Work to do: Transcribe each line of the material as it is, and drop any picture.

____

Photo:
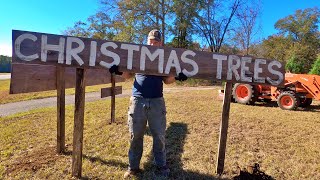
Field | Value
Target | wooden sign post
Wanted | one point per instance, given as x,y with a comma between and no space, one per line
78,124
60,110
224,128
113,98
39,54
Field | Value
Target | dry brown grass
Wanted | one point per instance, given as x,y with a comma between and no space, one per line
284,143
5,97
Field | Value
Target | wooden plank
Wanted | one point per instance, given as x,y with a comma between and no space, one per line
41,48
106,92
34,78
78,123
224,128
113,98
60,110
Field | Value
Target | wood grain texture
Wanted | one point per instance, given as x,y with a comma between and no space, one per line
34,78
224,128
106,92
78,123
103,52
60,110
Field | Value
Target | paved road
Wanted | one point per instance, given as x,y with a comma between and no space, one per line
23,106
7,76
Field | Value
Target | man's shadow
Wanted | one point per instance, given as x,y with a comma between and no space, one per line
175,138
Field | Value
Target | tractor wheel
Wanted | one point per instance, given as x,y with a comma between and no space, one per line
288,100
244,93
305,102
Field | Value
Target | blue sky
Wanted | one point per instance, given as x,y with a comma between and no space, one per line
54,16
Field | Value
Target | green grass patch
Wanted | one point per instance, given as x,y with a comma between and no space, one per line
284,143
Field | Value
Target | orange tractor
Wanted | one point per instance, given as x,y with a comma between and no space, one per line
299,90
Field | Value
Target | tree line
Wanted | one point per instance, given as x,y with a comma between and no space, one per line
224,26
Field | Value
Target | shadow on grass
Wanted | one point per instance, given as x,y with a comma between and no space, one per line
175,138
311,108
100,160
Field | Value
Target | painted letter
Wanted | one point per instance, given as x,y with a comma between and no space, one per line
45,47
245,69
70,52
17,47
145,52
279,74
116,58
130,48
93,53
258,70
220,58
173,61
232,68
191,62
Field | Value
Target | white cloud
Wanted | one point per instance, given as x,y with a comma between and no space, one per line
6,49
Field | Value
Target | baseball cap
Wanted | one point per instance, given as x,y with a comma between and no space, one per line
154,34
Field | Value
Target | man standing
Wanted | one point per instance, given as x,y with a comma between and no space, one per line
147,106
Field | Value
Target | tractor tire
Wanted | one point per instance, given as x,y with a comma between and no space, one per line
288,100
244,94
306,102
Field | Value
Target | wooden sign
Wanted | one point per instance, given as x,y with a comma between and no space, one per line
40,48
34,78
106,92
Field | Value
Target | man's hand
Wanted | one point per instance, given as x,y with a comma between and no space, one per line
115,70
181,77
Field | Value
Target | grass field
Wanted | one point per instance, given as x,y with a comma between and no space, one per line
5,97
284,143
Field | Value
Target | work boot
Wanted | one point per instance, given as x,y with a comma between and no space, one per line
162,172
131,173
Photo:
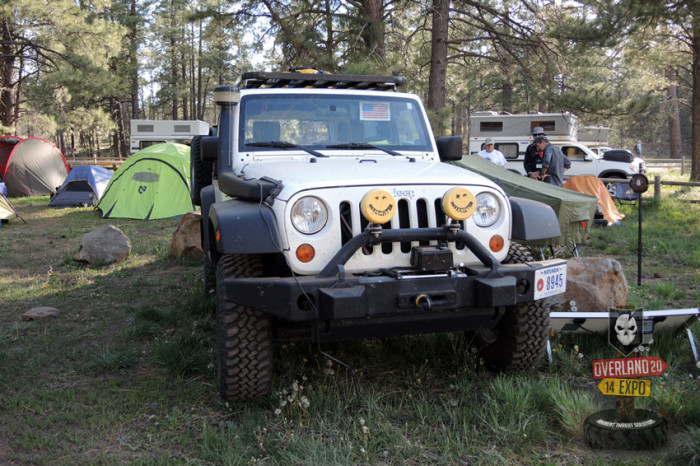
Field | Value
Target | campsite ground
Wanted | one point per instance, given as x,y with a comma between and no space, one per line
124,373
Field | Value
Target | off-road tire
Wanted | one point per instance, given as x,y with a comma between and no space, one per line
650,432
521,335
200,171
243,336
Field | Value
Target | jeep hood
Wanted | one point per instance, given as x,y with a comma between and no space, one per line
300,175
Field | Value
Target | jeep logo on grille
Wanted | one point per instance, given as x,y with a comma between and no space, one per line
409,193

____

Written response:
Photo:
Field | Value
Target | wooden sign post
Wanted | one point per instance, given as x,y with a comma between and no space, one per line
78,124
60,110
224,128
113,98
39,54
Field | Value
Target | dry brown grass
Wanted | one point per instance, given as x,y with a comma between and no space, one per line
284,143
5,97
Field | Value
Target | wooden plank
Wanted | one point per instance, given as x,y with a comma between and no space, one per line
41,48
106,92
34,78
78,123
224,128
113,98
60,110
Field | Value
Target | wood grain texture
Wanted | one point per instance, given as x,y with a comma between and no space, one per line
34,78
224,128
106,92
78,123
103,52
60,110
Field | Value
Target | paved road
Wanted | one point per instance, given as x,y with a comma between and no space, one per line
23,106
7,76
Field | Value
Target | man's shadow
Wanted | one point per instance, given as x,y with a comma between and no space, one per line
175,138
Field | Value
Target | tractor wheel
Wanted | one point per instance, given as x,y with a comma between and no space, one per line
288,100
244,93
305,102
Field | Value
Target | blue sky
Wanted | one point per instance, given as x,y with a comma between and no space, one per line
54,16
Field | Value
Target | green grass patch
Wanted | one point per instance, given as x,y with a comma between and no space, one per line
284,143
Field | Value
Target | orange tractor
Wanted | one point per instance, given as x,y with a comma between and no space, one per line
299,90
Field | Value
Target | tree line
Wanted | one point per instance, given as x,y with a comma between and no space, one per line
224,26
Field | Value
Target | shadow on grass
Wanted | one point per instance, given as x,y with a comma between and no space, one per line
175,138
311,108
100,160
Field | Value
Target | painted letter
Wanted | one point per instance, given as x,y with a comma between and no space, one per line
45,47
245,69
70,52
17,47
145,52
279,74
116,58
130,48
93,53
258,70
220,58
173,61
232,68
191,62
Field | Value
Target | white cloud
Wanted | one point per instance, given as x,y with a comma between and no space, one per line
6,49
Field | Value
Target | baseball cap
Wanted | one point per instance, given as x,y with a comma between and no space, one per line
154,34
Field | Value
Target | man standing
Wanted | one point per instance, given as x,y with a comma between and no space, one per line
147,106
Field | Value
Target | tractor tire
Wanted | one point per instance, given as x,y with a comma between and no space, one per line
288,100
244,94
306,102
Field | Value
Target | wooden sign
Wanted | one point per instance, given as x,y with a comma between and no space, one per line
40,48
34,78
106,92
Field | Value
Target | man's hand
Wanted | one point per instance, given as x,y with a comma between and no space, one per line
115,70
181,77
Field | Value
Target | grass field
Wanted | one point per instance, given as x,y with a comma between and no space, one per line
5,97
284,143
Field | Value
Target | work boot
Wanted | one point per instance, given as x,y with a comma between and no space, one per line
162,172
131,173
Photo:
Field | Value
Target | campsite ground
Wanted | one point per instance, given as x,y with a comma between and no space, one per line
124,373
Field | Value
Target | off-road tire
Wanted | one point per instance, given as x,y with a comma between and no space, one per line
650,432
521,335
200,171
243,336
Field | Value
Target | jeep hood
Wanted | one point per instance, given as x,y with a comma between and no space, one per line
300,175
Field | Value
Target | jeep logo on grille
Wanted | one point per instance, given as x,y with a comma between and no space, one per line
409,193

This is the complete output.